TASK DIRECTIONS:
Write out the items below again, swapping each "wooden" for "oak" and keeping everything else the same.

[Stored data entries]
········

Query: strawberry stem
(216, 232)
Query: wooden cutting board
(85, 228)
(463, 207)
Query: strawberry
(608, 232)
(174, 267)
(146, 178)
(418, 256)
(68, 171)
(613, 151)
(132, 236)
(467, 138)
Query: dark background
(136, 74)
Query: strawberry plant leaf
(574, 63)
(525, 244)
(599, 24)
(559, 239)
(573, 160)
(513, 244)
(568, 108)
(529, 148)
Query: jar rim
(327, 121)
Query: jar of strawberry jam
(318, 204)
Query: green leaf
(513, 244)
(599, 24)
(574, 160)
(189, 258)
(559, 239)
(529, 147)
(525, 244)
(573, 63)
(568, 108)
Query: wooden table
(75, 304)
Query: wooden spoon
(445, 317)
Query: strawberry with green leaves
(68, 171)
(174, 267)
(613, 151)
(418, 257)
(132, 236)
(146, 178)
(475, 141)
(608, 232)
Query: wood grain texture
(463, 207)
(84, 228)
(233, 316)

········

COMPLETED EXERCISE:
Query: strawberry stem
(216, 232)
Query: oak cutting board
(85, 228)
(463, 207)
Query: strawberry
(608, 232)
(174, 267)
(146, 178)
(418, 256)
(68, 171)
(613, 151)
(132, 236)
(467, 138)
Query: dark background
(136, 74)
Query: strawberry plant leaf
(574, 63)
(525, 244)
(599, 24)
(559, 239)
(573, 160)
(513, 244)
(568, 108)
(529, 148)
Query: jar rim
(327, 121)
Query: jar of strawberry jam
(318, 204)
Query: green leaf
(513, 244)
(599, 24)
(574, 160)
(189, 258)
(559, 239)
(529, 147)
(525, 244)
(573, 63)
(568, 108)
Query: oak table
(75, 304)
Query: oak spoon
(445, 317)
Query: strawberry with green leaves
(68, 171)
(174, 267)
(613, 151)
(418, 257)
(132, 236)
(146, 178)
(475, 141)
(608, 232)
Query: wood grain texture
(463, 207)
(84, 228)
(233, 316)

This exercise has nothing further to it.